■ **Instructions to follow**
Retype every entry below without any change.

[[ Entries provided open ]]

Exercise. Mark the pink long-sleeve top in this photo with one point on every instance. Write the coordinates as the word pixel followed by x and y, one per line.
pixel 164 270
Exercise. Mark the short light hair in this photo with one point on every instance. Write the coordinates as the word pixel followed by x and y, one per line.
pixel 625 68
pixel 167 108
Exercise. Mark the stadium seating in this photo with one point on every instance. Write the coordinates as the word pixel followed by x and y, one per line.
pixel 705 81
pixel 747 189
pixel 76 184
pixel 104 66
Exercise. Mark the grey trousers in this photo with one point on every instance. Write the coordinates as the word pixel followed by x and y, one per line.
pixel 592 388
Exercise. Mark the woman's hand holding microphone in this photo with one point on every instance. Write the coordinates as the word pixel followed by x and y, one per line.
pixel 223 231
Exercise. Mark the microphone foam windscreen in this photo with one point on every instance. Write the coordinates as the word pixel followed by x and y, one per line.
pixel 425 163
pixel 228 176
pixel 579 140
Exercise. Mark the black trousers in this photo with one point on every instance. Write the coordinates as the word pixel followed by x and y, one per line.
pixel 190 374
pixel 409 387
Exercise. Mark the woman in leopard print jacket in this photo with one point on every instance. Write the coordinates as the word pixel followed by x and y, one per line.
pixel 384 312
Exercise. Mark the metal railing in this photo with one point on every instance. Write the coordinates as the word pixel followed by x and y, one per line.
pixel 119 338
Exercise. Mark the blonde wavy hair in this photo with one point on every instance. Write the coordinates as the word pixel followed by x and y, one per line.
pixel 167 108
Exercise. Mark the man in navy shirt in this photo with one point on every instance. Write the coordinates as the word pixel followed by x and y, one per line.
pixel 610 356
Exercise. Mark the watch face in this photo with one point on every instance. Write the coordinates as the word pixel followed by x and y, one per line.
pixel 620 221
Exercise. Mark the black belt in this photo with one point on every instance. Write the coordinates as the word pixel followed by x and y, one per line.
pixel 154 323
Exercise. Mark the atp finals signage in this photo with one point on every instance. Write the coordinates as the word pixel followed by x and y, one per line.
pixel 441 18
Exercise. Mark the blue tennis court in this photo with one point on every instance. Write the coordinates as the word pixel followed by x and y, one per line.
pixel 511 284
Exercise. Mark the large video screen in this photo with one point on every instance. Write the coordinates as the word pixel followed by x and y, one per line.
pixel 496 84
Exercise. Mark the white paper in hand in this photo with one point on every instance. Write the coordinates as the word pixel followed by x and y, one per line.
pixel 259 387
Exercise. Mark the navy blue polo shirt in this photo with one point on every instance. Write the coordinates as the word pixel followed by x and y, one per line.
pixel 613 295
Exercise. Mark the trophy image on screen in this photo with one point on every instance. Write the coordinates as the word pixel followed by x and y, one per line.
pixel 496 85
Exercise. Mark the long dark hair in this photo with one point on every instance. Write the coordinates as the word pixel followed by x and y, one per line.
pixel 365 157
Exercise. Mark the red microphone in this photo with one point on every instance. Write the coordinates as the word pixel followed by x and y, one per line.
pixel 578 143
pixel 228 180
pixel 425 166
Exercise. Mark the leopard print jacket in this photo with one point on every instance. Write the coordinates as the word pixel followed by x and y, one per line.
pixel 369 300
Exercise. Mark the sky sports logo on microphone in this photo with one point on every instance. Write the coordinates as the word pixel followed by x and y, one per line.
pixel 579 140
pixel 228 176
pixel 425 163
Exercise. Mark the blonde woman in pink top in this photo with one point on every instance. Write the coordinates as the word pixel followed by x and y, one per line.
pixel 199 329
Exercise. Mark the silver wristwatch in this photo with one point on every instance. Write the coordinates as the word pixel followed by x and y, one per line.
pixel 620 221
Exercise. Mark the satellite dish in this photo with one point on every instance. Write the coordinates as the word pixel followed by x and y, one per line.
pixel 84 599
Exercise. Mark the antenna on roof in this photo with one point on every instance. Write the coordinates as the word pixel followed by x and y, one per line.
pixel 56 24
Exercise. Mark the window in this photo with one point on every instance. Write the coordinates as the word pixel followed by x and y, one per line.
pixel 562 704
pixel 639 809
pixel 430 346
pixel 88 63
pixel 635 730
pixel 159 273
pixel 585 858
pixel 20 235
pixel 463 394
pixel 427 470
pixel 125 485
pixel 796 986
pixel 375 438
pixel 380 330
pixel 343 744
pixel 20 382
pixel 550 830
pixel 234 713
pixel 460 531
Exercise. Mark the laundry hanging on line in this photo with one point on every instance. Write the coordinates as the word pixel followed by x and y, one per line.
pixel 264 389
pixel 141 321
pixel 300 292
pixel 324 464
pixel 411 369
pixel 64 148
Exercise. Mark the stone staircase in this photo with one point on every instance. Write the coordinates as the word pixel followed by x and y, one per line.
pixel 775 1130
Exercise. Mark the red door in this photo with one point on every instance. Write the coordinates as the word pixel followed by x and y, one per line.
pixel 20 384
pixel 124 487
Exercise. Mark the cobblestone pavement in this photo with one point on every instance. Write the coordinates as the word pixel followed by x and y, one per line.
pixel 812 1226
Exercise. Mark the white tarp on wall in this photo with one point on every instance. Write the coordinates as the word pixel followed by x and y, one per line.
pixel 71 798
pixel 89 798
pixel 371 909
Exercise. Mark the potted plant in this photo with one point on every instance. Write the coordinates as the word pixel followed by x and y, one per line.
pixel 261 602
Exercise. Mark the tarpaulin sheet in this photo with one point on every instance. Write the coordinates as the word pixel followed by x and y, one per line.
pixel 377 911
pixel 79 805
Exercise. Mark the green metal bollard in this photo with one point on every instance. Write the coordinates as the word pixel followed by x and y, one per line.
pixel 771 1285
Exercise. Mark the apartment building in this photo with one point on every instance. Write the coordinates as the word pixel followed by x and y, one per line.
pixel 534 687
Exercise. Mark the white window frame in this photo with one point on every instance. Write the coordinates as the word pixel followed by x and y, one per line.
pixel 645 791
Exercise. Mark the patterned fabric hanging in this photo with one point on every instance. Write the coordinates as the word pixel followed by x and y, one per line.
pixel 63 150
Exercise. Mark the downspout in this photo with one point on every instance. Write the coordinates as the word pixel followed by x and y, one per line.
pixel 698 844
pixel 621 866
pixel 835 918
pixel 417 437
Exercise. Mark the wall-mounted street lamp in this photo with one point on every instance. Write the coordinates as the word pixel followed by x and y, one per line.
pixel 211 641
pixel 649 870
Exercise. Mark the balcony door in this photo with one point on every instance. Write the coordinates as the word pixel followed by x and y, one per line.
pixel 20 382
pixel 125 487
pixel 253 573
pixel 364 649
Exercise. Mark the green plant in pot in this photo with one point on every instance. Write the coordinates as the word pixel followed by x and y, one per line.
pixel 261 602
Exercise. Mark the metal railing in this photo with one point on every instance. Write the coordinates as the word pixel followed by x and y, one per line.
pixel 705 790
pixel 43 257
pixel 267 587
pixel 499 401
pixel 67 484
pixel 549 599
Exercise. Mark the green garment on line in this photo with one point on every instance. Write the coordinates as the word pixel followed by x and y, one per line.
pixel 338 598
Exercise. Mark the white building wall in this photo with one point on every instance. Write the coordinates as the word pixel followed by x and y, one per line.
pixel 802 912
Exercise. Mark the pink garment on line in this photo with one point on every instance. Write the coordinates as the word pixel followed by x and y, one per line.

[[ Entries provided closed ]]

■ **Answer to this task**
Exercise. Mark the pink long-sleeve top in this photo with one point on every instance. Write the coordinates as the word pixel followed by x and y, one per line.
pixel 164 270
Exercise. Mark the short light hair in this photo with one point on every instance. Write the coordinates as the word pixel followed by x and y, one per line.
pixel 625 68
pixel 167 108
Exercise. Mark the stadium seating in this photo with one point on every instance. Write the coordinates as the word pixel followed by x and y, one per line.
pixel 705 81
pixel 747 189
pixel 76 184
pixel 104 66
Exercise. Mark the grey trousers in this photo with one point on every instance. Write the coordinates as the word pixel followed by x and y, one per line.
pixel 592 388
Exercise. Mark the woman's hand holding microphone in this photo with one point on every instance. Write the coordinates as the word pixel followed by x and y, one per line.
pixel 223 231
Exercise. Mark the microphone foam windscreen in this photo with one point on every instance. Write the coordinates as the word pixel followed by x and y, one per line.
pixel 425 163
pixel 228 176
pixel 579 140
Exercise. Mark the black trousers in this photo with one point on every instance. Write the coordinates as the word pixel followed by x and y, one per line.
pixel 190 374
pixel 409 387
Exercise. Mark the woman in leopard print jacket in this photo with one point on every instance. Write the coordinates as the word pixel followed by x and y, one per line.
pixel 384 312
Exercise. Mark the metal railing in this photo with one point on every instance. Write the coordinates as the word pixel followed by x and y, one per line.
pixel 119 338
Exercise. Mark the blonde wavy hair in this photo with one point on every instance. Write the coordinates as the word pixel followed by x and y, one per line.
pixel 167 108
Exercise. Mark the man in navy shirt in this photo with one point on every instance. Write the coordinates as the word pixel followed by x and y, one per line.
pixel 610 356
Exercise. Mark the watch face in this photo with one point on every instance. Write the coordinates as the word pixel followed by x and y, one per line.
pixel 620 221
Exercise. Mark the black belt in this photo with one point on every instance. Write the coordinates as the word pixel followed by x and y, one per line.
pixel 154 323
Exercise. Mark the atp finals signage in this photo with one point on every instance. Write the coordinates as the word pixel followed by x and y, one per line.
pixel 441 18
Exercise. Mark the blue tennis court in this photo with one point on every instance. Write the coordinates as the word pixel followed by x and y, one per line.
pixel 511 284
Exercise. Mark the large video screen in this photo with one point on every instance. Write the coordinates as the word pixel followed by x and y, one per line.
pixel 496 84
Exercise. Mark the white paper in hand in this photo with one point on every instance. Write the coordinates as the word pixel followed by x and y, one per line.
pixel 259 387
Exercise. Mark the navy blue polo shirt in this photo with one point on every instance. Write the coordinates as the word pixel followed by x and y, one per line.
pixel 613 295
Exercise. Mark the trophy image on screen in this photo with one point on every instance. Write the coordinates as the word pixel followed by x and y, one per line.
pixel 496 85
Exercise. Mark the long dark hair in this photo with one point on every instance. Write the coordinates as the word pixel followed by x and y, one per line.
pixel 365 157
Exercise. Mark the red microphone in this photo with one point on every instance. Write the coordinates as the word pixel followed by x and y, one per line.
pixel 578 143
pixel 228 180
pixel 425 166
Exercise. Mark the leopard print jacket in this photo with one point on every instance. Write the coordinates as the word pixel followed by x and y, one per line.
pixel 369 300
Exercise. Mark the sky sports logo on microphone in this photo with one point on every instance. Write the coordinates as the word pixel followed by x and y, one per line.
pixel 579 140
pixel 228 176
pixel 425 163
Exercise. Mark the blonde woman in pink top in this photo with one point on every instance. Write the coordinates as the word pixel followed by x and y, one per line.
pixel 199 329
Exercise. Mark the silver wristwatch in this photo with one point on every instance. Write the coordinates as the word pixel followed by x and y, one per line.
pixel 620 221
Exercise. Mark the satellite dish in this photo with one point on every instance. Write the coordinates as the word pixel followed by x and y, one per line.
pixel 84 599
Exercise. Mark the antenna on roof in this photo with one point on every instance. Write the coordinates as the word pixel followed by x and y, one per line.
pixel 56 24
Exercise. Mark the window in this photo with one point on every instance. Write the coordinates as the word pixel followed by x and y, one per line.
pixel 562 704
pixel 639 809
pixel 430 346
pixel 88 63
pixel 635 730
pixel 159 273
pixel 585 858
pixel 20 235
pixel 463 394
pixel 427 470
pixel 125 485
pixel 796 986
pixel 375 438
pixel 380 330
pixel 343 744
pixel 20 382
pixel 550 830
pixel 234 713
pixel 460 531
Exercise. Mark the laundry hanging on line in this photo with one point on every instance. Write the coordinates as the word pixel followed by x and y, one per line.
pixel 264 389
pixel 141 321
pixel 300 292
pixel 324 464
pixel 411 369
pixel 64 148
Exercise. Mark the stone staircase in this photo with one point on every instance. Write the coordinates as the word pixel followed by x and y, one per line.
pixel 775 1130
Exercise. Mark the red door in this photo with one point on every instance. Write the coordinates as the word pixel followed by x and y, one per line.
pixel 20 384
pixel 124 487
Exercise. Mark the cobblestone pavement in this photo with one point on every instance. Write the coordinates as the word pixel followed by x and y, one per line.
pixel 812 1226
Exercise. Mark the white tarp on wall in this photo with one point on every instance. Write the coordinates as the word pixel followed by x and y, one per line.
pixel 71 798
pixel 89 798
pixel 371 909
Exercise. Mark the potted plant in this photo with one point on every instance. Write the coordinates as the word pixel followed by x and y, one per line.
pixel 261 602
Exercise. Mark the tarpaulin sheet in this photo with one point on every instance. Write the coordinates as the word pixel followed by x and y, one per line.
pixel 377 911
pixel 79 805
Exercise. Mark the green metal bollard in this photo with one point on every instance. Write the coordinates as the word pixel followed by x and y, one per line.
pixel 771 1285
Exercise. Mark the apartment building in this photo with one point on every instance. Write the coordinates as the word pixel followed by x and y, one per line.
pixel 534 687
Exercise. Mark the white window frame in this photo with one point on every instance. Write the coordinates as the word pixel followed by x and y, one per line.
pixel 645 791
Exercise. Mark the patterned fabric hanging in this photo with one point on every instance. Write the coordinates as the word pixel followed by x and y, one per line.
pixel 63 150
Exercise. Mark the downspout in this photo with one point on every instance. Write the coordinates as the word pixel followed by x and y, one per line.
pixel 698 844
pixel 621 866
pixel 835 918
pixel 417 437
Exercise. Mark the wall-mounted street lamp in this photo with one point on every instance. Write the coordinates as the word pixel followed by x and y, one per line.
pixel 211 641
pixel 649 870
Exercise. Mark the balcony door in this photo with one point on every instance. Write the coordinates as the word pixel followed by x and y, one per line.
pixel 20 382
pixel 125 487
pixel 253 573
pixel 364 649
Exercise. Mark the green plant in pot in this photo with one point on every instance. Write the coordinates as the word pixel followed by x and y, one per line.
pixel 261 602
Exercise. Mark the metal railing in this photo with one point on every instance. Write the coordinates as the word pixel followed by x and y, one per line.
pixel 705 790
pixel 43 257
pixel 267 587
pixel 499 401
pixel 67 484
pixel 549 599
Exercise. Mark the green garment on line in this photo with one point on every instance. Write the coordinates as the word pixel followed by x and y, one per line.
pixel 338 598
Exercise. Mark the white building wall in this photo with one point on every instance. Write the coordinates as the word pixel followed by x and y, one per line.
pixel 802 912
Exercise. Mark the pink garment on line in this photo with one point on every instance. Write the coordinates as the word pixel followed by x and y, one per line.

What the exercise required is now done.